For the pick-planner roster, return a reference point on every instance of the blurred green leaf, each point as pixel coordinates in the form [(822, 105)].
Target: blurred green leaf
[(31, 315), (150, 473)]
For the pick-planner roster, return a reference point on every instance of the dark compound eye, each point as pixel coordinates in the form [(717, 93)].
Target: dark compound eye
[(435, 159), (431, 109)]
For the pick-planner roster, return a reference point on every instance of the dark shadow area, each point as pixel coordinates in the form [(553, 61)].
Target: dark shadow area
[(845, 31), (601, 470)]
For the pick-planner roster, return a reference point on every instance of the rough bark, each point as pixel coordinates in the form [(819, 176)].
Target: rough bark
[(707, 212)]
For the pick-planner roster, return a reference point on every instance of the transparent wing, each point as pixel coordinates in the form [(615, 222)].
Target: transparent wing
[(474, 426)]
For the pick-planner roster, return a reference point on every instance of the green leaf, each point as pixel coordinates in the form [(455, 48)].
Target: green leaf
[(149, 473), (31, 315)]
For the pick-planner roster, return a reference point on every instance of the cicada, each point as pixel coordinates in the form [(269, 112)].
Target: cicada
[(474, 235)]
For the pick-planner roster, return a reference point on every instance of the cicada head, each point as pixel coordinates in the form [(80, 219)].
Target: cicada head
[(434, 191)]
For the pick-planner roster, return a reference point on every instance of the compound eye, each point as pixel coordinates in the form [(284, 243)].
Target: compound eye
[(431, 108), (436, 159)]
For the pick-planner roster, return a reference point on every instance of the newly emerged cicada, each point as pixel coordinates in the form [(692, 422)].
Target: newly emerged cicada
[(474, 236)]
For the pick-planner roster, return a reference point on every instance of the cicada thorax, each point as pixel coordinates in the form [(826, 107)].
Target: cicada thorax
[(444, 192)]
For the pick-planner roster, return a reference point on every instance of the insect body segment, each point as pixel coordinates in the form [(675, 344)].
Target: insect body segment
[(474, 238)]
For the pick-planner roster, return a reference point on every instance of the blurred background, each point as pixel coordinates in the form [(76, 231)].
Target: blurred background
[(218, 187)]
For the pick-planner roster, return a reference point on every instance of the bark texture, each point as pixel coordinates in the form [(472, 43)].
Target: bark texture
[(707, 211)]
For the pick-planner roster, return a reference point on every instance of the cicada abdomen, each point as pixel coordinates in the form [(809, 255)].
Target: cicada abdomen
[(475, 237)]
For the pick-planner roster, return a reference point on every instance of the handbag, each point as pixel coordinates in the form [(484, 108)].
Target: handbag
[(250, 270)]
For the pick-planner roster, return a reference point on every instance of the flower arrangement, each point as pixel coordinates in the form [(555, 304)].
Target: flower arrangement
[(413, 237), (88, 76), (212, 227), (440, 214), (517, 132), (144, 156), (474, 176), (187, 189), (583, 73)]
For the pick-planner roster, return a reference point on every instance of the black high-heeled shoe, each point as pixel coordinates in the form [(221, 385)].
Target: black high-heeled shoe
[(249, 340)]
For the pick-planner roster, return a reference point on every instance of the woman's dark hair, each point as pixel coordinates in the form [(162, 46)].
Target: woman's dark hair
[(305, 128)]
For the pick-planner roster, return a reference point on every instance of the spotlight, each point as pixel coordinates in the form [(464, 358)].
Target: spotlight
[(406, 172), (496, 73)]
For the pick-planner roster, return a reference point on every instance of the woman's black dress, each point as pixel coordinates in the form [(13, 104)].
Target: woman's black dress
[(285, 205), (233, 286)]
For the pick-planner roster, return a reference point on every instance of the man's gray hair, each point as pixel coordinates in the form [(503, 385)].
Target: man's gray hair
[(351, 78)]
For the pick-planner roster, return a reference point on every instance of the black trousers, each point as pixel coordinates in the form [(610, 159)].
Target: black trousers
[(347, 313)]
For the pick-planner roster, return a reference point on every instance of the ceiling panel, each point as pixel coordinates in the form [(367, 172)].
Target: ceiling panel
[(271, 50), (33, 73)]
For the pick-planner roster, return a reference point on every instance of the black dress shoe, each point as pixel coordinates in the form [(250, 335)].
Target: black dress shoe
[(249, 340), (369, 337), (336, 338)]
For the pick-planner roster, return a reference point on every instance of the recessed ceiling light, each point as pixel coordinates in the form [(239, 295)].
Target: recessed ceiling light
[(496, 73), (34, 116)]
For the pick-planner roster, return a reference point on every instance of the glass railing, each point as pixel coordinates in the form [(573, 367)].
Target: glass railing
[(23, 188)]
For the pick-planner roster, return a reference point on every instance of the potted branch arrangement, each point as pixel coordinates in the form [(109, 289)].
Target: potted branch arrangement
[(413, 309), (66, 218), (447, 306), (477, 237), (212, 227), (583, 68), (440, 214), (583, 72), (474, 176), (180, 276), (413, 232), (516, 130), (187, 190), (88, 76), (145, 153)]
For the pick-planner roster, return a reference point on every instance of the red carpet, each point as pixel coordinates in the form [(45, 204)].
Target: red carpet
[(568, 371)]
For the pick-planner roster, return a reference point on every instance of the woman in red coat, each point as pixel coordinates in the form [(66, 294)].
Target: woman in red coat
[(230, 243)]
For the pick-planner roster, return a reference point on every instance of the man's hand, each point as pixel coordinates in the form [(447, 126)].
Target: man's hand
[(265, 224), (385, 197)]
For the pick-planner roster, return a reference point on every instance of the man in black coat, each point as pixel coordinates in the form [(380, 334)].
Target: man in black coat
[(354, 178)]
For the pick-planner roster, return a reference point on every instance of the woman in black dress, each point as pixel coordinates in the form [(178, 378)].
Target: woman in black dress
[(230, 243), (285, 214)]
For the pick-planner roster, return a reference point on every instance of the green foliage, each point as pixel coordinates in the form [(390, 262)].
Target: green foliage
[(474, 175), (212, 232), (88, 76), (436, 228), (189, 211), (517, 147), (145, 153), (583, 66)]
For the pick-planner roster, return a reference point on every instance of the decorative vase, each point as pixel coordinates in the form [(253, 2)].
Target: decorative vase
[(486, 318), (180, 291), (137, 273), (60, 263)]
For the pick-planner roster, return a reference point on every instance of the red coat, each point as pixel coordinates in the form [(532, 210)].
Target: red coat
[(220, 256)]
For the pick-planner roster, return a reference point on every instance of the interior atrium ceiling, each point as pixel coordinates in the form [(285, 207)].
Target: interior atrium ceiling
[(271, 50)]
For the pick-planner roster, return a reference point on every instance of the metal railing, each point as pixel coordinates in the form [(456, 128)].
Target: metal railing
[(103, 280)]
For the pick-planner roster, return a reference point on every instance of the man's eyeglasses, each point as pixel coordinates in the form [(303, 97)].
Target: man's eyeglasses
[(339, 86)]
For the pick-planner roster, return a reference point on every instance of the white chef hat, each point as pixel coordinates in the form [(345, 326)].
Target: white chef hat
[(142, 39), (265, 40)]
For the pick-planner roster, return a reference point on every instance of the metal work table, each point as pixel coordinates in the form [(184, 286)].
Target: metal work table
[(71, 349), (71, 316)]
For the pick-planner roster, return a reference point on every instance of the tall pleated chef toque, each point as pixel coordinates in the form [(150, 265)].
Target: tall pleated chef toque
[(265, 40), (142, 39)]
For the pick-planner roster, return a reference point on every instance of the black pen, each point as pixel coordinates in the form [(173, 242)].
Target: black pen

**Work to do**
Quote every one of the rows above verbatim.

**Output for this exercise**
For the pick-planner roster, return a reference point on every instance of the blurred green leaf, each point as pixel coordinates in the form [(822, 105)].
Target: blurred green leaf
[(31, 315), (150, 473)]
For the pick-planner roster, return a reference point on every instance of the dark compound eye, each point as pixel coordinates in the form [(717, 93)].
Target: dark compound eye
[(435, 159), (431, 109)]
For the pick-planner roster, return a reference point on every instance of the dark shadow area, each point as pixel coordinates in the form [(553, 61)].
Target: dark shadow area
[(845, 31), (601, 470)]
For the pick-planner roster, return a reference point on every instance of the rough bark, each point as pixel coordinates in the form [(819, 176)].
Target: rough bark
[(707, 212)]
For the pick-planner roster, return a reference point on every instance of the transparent wing, each point as pixel coordinates in the form [(615, 222)].
Target: transparent wing
[(474, 426)]
For the pick-planner roster, return a reference point on every instance of the green leaf, each point as pixel coordinates in the form [(455, 48)].
Target: green leaf
[(149, 473), (31, 315)]
For the pick-planner roster, return a reference point on every instance of the cicada, each point as pixel coordinates in the form [(269, 112)].
Target: cicada
[(474, 235)]
For the pick-planner roster, return a reference point on every instance of the cicada head, each point as pixel coordinates in the form [(80, 219)].
Target: cicada head
[(434, 191)]
For the pick-planner roster, return a reference point on every instance of the compound eye, each point as pixel coordinates in the form [(284, 243)].
Target: compound eye
[(431, 108), (436, 159)]
For the pick-planner roster, return a reference point on every instance of the newly emerged cicada, each point as pixel coordinates in the form [(692, 422)].
Target: newly emerged cicada
[(474, 236)]
For the pick-planner roster, return a reference point on every instance of the cicada thorax, each point as pixel coordinates in the form [(826, 107)].
Target: cicada thorax
[(444, 192)]
For the pick-planner roster, return a reference point on every instance of the insect body segment, each point as pixel coordinates in the form [(675, 344)].
Target: insect body segment
[(474, 238)]
For the pick-planner roster, return a reference point on every instance of the blurred background, each point as pixel coordinates in the form [(76, 231)].
Target: blurred background
[(218, 187)]
For the pick-planner roster, return a reference point on every instance of the bark texture, each point as pixel coordinates in the form [(472, 43)].
Target: bark texture
[(707, 211)]
For the pick-planner roster, return a reference point on every instance of the cicada abdomen, each point as pixel coordinates in the form [(809, 255)].
Target: cicada abdomen
[(475, 237)]
For the pick-planner roster, return a reference point on every instance of the handbag, each point as pixel coordinates in the form [(484, 108)].
Target: handbag
[(250, 270)]
For the pick-planner roster, return a reference point on every instance of the flower arrangement, each point as pixel coordinates in the form [(555, 304)].
Target: flower arrangement
[(413, 237), (88, 76), (212, 227), (440, 214), (517, 132), (144, 156), (474, 176), (187, 189), (583, 73)]
For the pick-planner roster, return a reference point on every instance of the black high-heeled shoe, each point as pixel coordinates in the form [(221, 385)].
Target: black high-heeled shoe
[(249, 340)]
For the pick-planner roster, return a reference point on every instance of the woman's dark hair, each point as pixel coordinates in the form [(162, 46)].
Target: woman's dark hair
[(305, 128)]
For the pick-planner roster, return a reference point on every instance of the spotlight, each point as pixel coordinates in the form [(464, 358)].
Target: spotlight
[(406, 172), (496, 73)]
For the pick-planner roster, return a reference point on every instance of the woman's black dress, each point as pixel coordinates in the form [(13, 104)].
Target: woman's black dress
[(285, 205), (233, 286)]
For the pick-planner roster, return a reference point on every instance of the man's gray hair, each point as pixel coordinates in the form [(503, 385)].
Target: man's gray hair
[(351, 78)]
For the pick-planner roster, return a reference point on every instance of the black trousers, each point as pixel coordinates in the form [(610, 159)].
Target: black trousers
[(347, 313)]
For the pick-planner roster, return a reference point on every instance of the ceiling panel, each point as pixel coordinates in the form [(367, 172)].
Target: ceiling panel
[(271, 50), (33, 73)]
For the pick-planner roster, return a reference point on every instance of the black dress shoe, each point as pixel coordinates in the form [(250, 335)].
Target: black dress shoe
[(249, 340), (369, 337), (336, 338)]
For the pick-planner roster, return a reference point on every instance of the recessed ceiling light, each point as pixel coordinates in the form [(239, 295)].
Target: recessed ceiling light
[(496, 73), (34, 116)]
For the pick-planner roster, return a reference point on every instance of the glass railing, each point as pixel coordinates in the form [(573, 367)].
Target: glass railing
[(23, 188)]
For the pick-planner roster, return a reference point on every instance of the potted branch arrangement, each point as pixel coordinates in the form [(109, 289)].
Target: potted branch arrangement
[(413, 309), (66, 218), (447, 306), (477, 237), (212, 227), (583, 68), (440, 214), (583, 72), (474, 176), (180, 276), (413, 232), (516, 130), (187, 190), (88, 76), (145, 153)]
For the pick-planner roster, return a reference point on every instance of the red carpet, each point as pixel coordinates in the form [(45, 204)].
Target: red carpet
[(568, 371)]
For the pick-planner roster, return a reference point on every instance of the woman in red coat, each point as pixel coordinates in the form [(66, 294)].
Target: woman in red coat
[(230, 243)]
For the pick-planner roster, return a reference point on every instance of the man's hand, each point as pixel coordinates in the form [(447, 126)].
Target: man's hand
[(265, 224), (385, 197)]
For the pick-planner roster, return a reference point on every instance of the man in black coat, each point as pixel coordinates in the form [(380, 334)].
Target: man in black coat
[(354, 178)]
For the pick-planner roster, return a reference point on every instance of the woman in black dress, each point as pixel coordinates in the form [(178, 378)].
Target: woman in black dress
[(230, 243), (285, 214)]
For the pick-planner roster, return a reference point on every instance of the green foliage, each point as pixel coordinates in the form [(390, 262)].
Target: green foliage
[(474, 175), (212, 232), (88, 76), (436, 228), (189, 211), (517, 147), (145, 153), (583, 66)]
For the pick-planner roster, return a reference point on every instance of the decorative vase, each point as pixel coordinates in the form [(253, 2)].
Target: decorative vase
[(486, 318), (180, 291), (137, 273), (60, 263)]
For the pick-planner roster, return a reference point on every instance of the red coat, each point as pixel coordinates in the form [(532, 210)].
Target: red coat
[(220, 256)]
For the pick-planner roster, return a reference point on every instance of the interior atrium ceiling, each point as pixel coordinates in the form [(285, 207)].
Target: interior atrium ceiling
[(271, 50)]
For the pick-planner roster, return a reference point on every instance of the metal railing, each point as pixel coordinates in the form [(456, 128)].
Target: metal railing
[(103, 280)]
For the pick-planner roster, return a reference point on every instance of the man's eyeglasses, each point as pixel coordinates in the form [(303, 97)].
Target: man's eyeglasses
[(339, 86)]
For the pick-planner roster, return a reference point on every instance of the white chef hat, each point as pixel coordinates in the form [(345, 326)].
Target: white chef hat
[(142, 39), (265, 40)]
For the pick-planner roster, return a reference point on every instance of the metal work table, each point as pixel coordinates in the form [(184, 286)].
Target: metal work table
[(71, 349), (71, 316)]
For the pick-planner roster, return a reference point on every instance of the tall pleated chef toque, each point as pixel coordinates in the form [(150, 265)].
Target: tall pleated chef toque
[(265, 40), (142, 39)]
For the pick-planner roster, return a reference point on every instance of the black pen, each point as pixel coordinates in the form [(173, 242)].
Target: black pen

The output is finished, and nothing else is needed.